Description of the task » Pictures aside, the data must be reproduced exactly.

Study material »
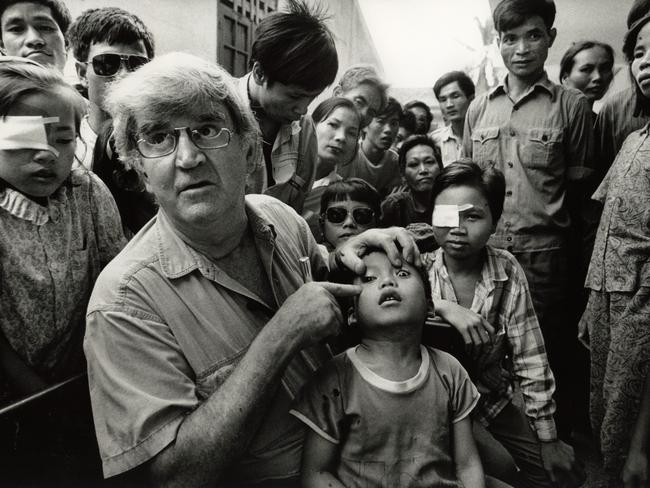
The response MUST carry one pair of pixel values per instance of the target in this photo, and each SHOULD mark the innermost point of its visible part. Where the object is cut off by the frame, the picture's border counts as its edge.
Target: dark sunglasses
(109, 64)
(361, 215)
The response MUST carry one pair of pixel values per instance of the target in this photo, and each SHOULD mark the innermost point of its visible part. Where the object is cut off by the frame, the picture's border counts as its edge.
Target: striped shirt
(502, 297)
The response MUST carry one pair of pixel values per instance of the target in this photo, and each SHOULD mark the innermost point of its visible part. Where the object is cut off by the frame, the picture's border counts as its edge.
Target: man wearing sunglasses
(293, 59)
(106, 43)
(35, 29)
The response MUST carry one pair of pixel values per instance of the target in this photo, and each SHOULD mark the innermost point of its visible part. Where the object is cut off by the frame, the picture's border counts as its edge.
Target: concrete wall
(189, 26)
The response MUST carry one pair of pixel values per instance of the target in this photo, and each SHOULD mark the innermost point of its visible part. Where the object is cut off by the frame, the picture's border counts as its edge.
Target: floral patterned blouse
(50, 257)
(620, 261)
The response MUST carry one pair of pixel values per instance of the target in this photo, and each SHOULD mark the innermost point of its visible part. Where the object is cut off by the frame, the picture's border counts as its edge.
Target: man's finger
(340, 289)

Answer area »
The response MUST carry one pair of pixel values per instance of the target in this photo, and each SHOULD mark the innermost point of its visible part. Where the object is cut off by the frame, the picture's border counts as its edge.
Target: dark sunglasses
(109, 64)
(361, 215)
The response MUST carry one pair of pixel values per instance of the target in this photo, and each SHOULD mark the innermost point of its visible part. Where the object is cut off by the frame, the picture's border counts as its edge.
Target: striped shirt
(502, 297)
The response MUST carry one pair of pixel values per instance of the target in this photo, and each SHOULD mark the innermost point of its visible part. Where the object is cut off by the frame, the picture's border counts as its edge.
Target: man wearing sunglasses
(293, 59)
(106, 43)
(35, 29)
The response MUST carry one pair of pixel values per instance of the target in this photo, and each SHOULD mark the innermost point of its visible part. Where the object is cut off by the frame, the picture's border counts as its edge.
Target: concrete wall
(189, 26)
The response MUST carry one pair of pixel values per instance of the target in this photo, and each SHOULD mark the innermost point of its visible part. Where the object is cut off by the frame, the picture's border counts as its edge.
Target: floral patterned blouse
(50, 257)
(620, 261)
The response MUST carry one pair of pixel values per instance of the target in this photo, and each SHOULD mark the innermost point of its visible part. Where the object is cut off by the frame, the picture's border counts as its edge.
Target: man's finger
(340, 289)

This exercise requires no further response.